### Document extract
The death toll from the strongest typhoon to hit the Philippines this year surpassed 200 on Monday, as desperate survivors pleaded for urgent supplies of drinking water and food.
The Philippine Red Cross reported “complete carnage” in coastal areas after Typhoon Rai left homes, hospitals and schools “ripped to shreds”.
The storm tore off roofs, uprooted trees, toppled concrete power poles, smashed wooden houses to pieces, wiped out crops and flooded villages — sparking comparisons with Super Typhoon Haiyan in 2013.
At least 208 people were killed and 52 were missing after the latest disaster to hit the archipelago, with hundreds more injured after the storm ravaged southern and central regions, the national police said.
More than 300,000 people fled their homes and beachfront resorts as Rai slammed into the country on Thursday as a super typhoon.
“Our situation is so desperate,” said Ferry Asuncion, a street vendor in the hard-hit seaside city of Surigao, which was devastated by the storm.
They urgently needed “drinking water and food”, he said.
One of the hardest-hit islands was Bohol — known for its beaches, rolling “Chocolate Hills”, and tiny tarsier primates — where at least 74 people have died, provincial Governor Arthur Yap said on his official Facebook page.
– Victims plea S.O.S –
There has also been widespread destruction on Siargao, Dinagat and Mindanao islands, which bore the brunt of the storm when it slammed into the country packing wind speeds of 195 kilometres (120 miles) per hour.
At least 10 people died on the Dinagat Islands, provincial information officer Jeffrey Crisostomo told AFP on Sunday.
######
### Available data
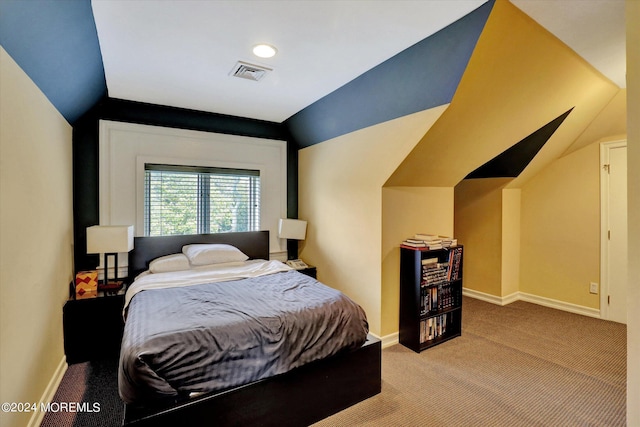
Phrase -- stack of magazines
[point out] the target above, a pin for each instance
(429, 242)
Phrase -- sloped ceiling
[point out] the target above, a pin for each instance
(179, 53)
(511, 88)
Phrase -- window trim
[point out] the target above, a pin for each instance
(204, 175)
(121, 182)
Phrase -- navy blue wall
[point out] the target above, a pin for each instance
(86, 208)
(422, 76)
(56, 44)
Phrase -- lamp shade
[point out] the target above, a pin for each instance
(292, 229)
(109, 239)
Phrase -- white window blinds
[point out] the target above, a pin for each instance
(191, 200)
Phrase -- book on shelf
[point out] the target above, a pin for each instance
(455, 259)
(433, 327)
(429, 241)
(426, 237)
(410, 245)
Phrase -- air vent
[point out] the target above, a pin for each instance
(244, 70)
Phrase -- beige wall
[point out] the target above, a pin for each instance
(405, 212)
(478, 226)
(633, 188)
(511, 232)
(560, 252)
(340, 195)
(35, 238)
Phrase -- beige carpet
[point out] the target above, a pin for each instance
(518, 365)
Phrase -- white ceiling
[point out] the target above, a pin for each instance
(180, 53)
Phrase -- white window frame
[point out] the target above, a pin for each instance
(125, 147)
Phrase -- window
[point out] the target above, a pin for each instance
(192, 200)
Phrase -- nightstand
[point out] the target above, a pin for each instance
(309, 271)
(92, 328)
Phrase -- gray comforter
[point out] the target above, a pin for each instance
(214, 336)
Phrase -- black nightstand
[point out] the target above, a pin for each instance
(92, 328)
(309, 271)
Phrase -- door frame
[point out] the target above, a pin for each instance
(605, 148)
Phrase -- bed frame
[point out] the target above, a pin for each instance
(299, 397)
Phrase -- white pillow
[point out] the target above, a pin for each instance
(167, 263)
(206, 254)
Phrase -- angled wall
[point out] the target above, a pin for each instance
(341, 197)
(36, 264)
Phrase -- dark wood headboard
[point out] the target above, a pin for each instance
(255, 244)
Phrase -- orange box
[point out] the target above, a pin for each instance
(87, 284)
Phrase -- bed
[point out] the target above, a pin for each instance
(270, 389)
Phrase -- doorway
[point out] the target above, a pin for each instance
(613, 242)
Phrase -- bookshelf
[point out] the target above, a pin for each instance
(430, 296)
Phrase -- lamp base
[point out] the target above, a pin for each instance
(111, 288)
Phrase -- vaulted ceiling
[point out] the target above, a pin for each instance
(180, 53)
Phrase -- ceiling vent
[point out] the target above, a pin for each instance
(244, 70)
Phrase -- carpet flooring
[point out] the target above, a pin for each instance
(518, 365)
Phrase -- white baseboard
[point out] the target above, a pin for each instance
(389, 340)
(49, 392)
(535, 299)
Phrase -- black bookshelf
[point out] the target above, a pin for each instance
(430, 296)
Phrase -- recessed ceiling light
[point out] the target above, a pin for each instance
(264, 50)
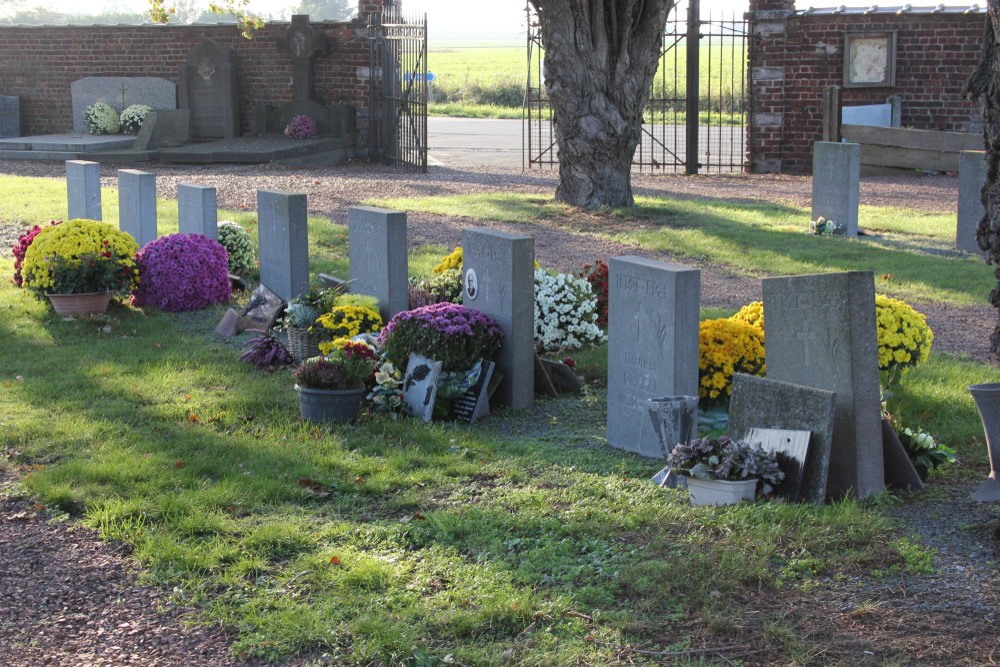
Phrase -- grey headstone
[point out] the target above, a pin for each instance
(197, 212)
(378, 260)
(500, 281)
(820, 332)
(837, 183)
(10, 116)
(283, 237)
(83, 188)
(164, 128)
(766, 403)
(971, 178)
(652, 344)
(207, 86)
(137, 204)
(120, 92)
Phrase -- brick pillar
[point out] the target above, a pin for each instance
(767, 20)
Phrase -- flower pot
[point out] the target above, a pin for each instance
(87, 303)
(987, 398)
(330, 405)
(715, 492)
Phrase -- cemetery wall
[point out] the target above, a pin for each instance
(39, 63)
(795, 55)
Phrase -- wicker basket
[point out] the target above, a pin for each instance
(302, 344)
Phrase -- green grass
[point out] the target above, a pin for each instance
(911, 255)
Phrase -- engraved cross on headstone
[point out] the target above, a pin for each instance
(302, 43)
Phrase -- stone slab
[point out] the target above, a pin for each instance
(653, 312)
(971, 178)
(766, 403)
(499, 270)
(378, 257)
(836, 183)
(820, 332)
(283, 239)
(149, 90)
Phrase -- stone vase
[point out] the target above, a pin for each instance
(987, 398)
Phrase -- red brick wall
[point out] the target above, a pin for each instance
(40, 63)
(793, 57)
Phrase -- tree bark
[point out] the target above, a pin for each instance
(600, 58)
(984, 86)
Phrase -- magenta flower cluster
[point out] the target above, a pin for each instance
(301, 127)
(454, 334)
(182, 272)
######
== Brief 1 ==
Using the typhoon report, decide whether each statement agrees with it: (a) the national police put the death toll at 208 or more, (b) Rai struck the country on a Monday, (c) Bohol's governor reported at least 74 deaths there. Answer yes or no for each, and quote the words of the report that settle it.
== Brief 2 ==
Go on with the typhoon report, starting after its final sentence.

== Result 1 ==
(a) Yes: "At least 208 people were killed and 52 were missing"
(b) No: "as Rai slammed into the country on Thursday as a super typhoon"
(c) Yes: "where at least 74 people have died, provincial Governor Arthur Yap said on his official Facebook page"

== Result 2 ==
S.O.S was painted on a road in the popular tourist town of General Luna on Siargao island, where surfers and holidaymakers had flocked ahead of Christmas, as people struggled to find water and food.
Swathes of the affected areas have no communications, hampering efforts by disaster agencies to assess the full extent of the storm’s damage.
Electricity also has been knocked out, affecting water-refilling stations and ATMs.
Some victims expressed frustration at the government’s response to the disaster.
“No one showed up — I don’t know where the politicians and (election) candidates are,” said a visibly angry Levi Lisondra, an elderly resident in Surigao City, on the northern tip of Mindanao.
“We paid big taxes when we were working and now they can’t help us.”
President Rodrigo Duterte visited some of the hardest-hit areas on Saturday and pledged to release two billion pesos ($40 million) to assist recovery efforts.
Thousands of military, police, coast guard and fire personnel have been deployed to hard-hit areas.
Coast guard and naval vessels, as well as aircraft carrying food, water and medical supplies, have been dispatched, while heavy machinery — like backhoes and front-end loaders — have been sent to help clear roads blocked by fallen power poles and trees.
Rai hit the Philippines late in the typhoon season — most cyclones typically develop between July and October.
Scientists have long warned that typhoons are becoming more powerful and strengthening more rapidly as the world becomes warmer because of human-driven climate change.
The Philippines — ranked among the globe’s most vulnerable nations to the impacts of climate change — is hit by an average of 20 storms and typhoons every year, which typically wipe out harvests, homes and infrastructure in already impoverished areas.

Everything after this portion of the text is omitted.